● CONSIGNE:
Indiquez, d'après le passage fourni, l'église où Saint-Saëns occupait les fonctions d'organiste en 1853.

● PASSAGE FOURNI:

▽

Avant que ses goûts nomades l'eussent entraîné sur toutes les routes du monde, car c'est des îles Canaries ou des oasis perdues dans les déserts de l'Afrique qu'il date ses partitions, Saint-Saëns avait occupé les fonctions d'organiste à Saint-Merry en 1853, puis à la Madeleine en 1858. Il a été aussi professeur d'orgue à l'École de musique religieuse fondée par Niedermeyer.

Cet homme étonnant, qui fut longtemps un admirateur de Wagner, a voulu secouer le joug wagnérien; il a prétendu faire revivre le vieil opéra-comique, et il a écrit Phryné.

△

Éléments enregistrés d'une collection:
▽

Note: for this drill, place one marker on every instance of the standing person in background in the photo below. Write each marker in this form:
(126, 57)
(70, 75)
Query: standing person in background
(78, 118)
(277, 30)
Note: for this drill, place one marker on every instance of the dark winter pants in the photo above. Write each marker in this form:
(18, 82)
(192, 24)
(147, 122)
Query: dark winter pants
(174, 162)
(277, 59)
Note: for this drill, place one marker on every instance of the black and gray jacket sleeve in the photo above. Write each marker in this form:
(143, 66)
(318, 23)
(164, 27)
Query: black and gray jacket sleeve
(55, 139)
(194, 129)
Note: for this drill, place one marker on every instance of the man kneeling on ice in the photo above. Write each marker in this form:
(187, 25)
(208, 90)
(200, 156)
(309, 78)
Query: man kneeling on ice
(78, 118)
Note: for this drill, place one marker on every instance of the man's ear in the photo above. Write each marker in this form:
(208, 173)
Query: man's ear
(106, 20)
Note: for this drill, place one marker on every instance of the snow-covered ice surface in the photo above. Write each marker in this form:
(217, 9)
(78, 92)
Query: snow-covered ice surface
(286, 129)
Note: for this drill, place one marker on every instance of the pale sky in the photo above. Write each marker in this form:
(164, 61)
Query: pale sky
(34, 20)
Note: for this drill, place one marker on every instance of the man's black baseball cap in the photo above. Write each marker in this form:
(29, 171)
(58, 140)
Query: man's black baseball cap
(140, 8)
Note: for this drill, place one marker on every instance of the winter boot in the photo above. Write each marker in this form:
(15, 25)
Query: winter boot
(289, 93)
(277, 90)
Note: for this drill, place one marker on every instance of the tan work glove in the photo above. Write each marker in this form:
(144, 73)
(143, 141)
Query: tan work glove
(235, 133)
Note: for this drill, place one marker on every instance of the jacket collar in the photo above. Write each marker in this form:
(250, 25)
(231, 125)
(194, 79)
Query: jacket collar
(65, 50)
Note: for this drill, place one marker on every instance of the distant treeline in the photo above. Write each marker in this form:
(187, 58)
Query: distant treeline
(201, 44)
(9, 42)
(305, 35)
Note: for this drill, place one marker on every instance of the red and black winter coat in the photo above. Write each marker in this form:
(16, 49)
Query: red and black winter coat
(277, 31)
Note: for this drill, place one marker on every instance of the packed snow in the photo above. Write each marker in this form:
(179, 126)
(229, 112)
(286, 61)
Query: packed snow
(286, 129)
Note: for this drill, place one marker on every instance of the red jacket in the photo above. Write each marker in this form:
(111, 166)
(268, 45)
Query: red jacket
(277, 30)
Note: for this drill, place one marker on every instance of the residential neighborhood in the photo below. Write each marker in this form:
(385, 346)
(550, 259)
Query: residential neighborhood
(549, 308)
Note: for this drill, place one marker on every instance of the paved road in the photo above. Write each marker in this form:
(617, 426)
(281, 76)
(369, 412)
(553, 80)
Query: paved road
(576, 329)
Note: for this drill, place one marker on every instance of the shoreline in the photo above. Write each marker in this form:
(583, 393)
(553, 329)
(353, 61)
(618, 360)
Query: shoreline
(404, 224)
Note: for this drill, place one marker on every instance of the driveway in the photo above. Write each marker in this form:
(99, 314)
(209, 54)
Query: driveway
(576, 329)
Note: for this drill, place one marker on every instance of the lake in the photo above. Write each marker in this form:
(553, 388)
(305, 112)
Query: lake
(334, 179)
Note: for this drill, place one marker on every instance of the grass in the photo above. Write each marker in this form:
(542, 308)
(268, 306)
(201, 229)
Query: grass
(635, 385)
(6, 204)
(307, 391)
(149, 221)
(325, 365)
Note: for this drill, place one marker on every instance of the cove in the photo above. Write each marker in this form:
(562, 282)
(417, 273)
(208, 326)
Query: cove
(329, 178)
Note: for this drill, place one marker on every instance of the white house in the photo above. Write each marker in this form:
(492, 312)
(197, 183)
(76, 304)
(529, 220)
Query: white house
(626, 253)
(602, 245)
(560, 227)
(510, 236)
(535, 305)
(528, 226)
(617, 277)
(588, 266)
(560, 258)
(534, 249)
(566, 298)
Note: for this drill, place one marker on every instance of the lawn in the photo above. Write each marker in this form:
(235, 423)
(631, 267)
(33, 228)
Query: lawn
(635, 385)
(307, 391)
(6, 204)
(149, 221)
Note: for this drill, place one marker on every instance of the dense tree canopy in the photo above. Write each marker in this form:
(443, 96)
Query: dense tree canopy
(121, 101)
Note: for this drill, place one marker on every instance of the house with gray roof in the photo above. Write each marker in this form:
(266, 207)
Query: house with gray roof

△

● CORRIGÉ:
À Saint-Merry.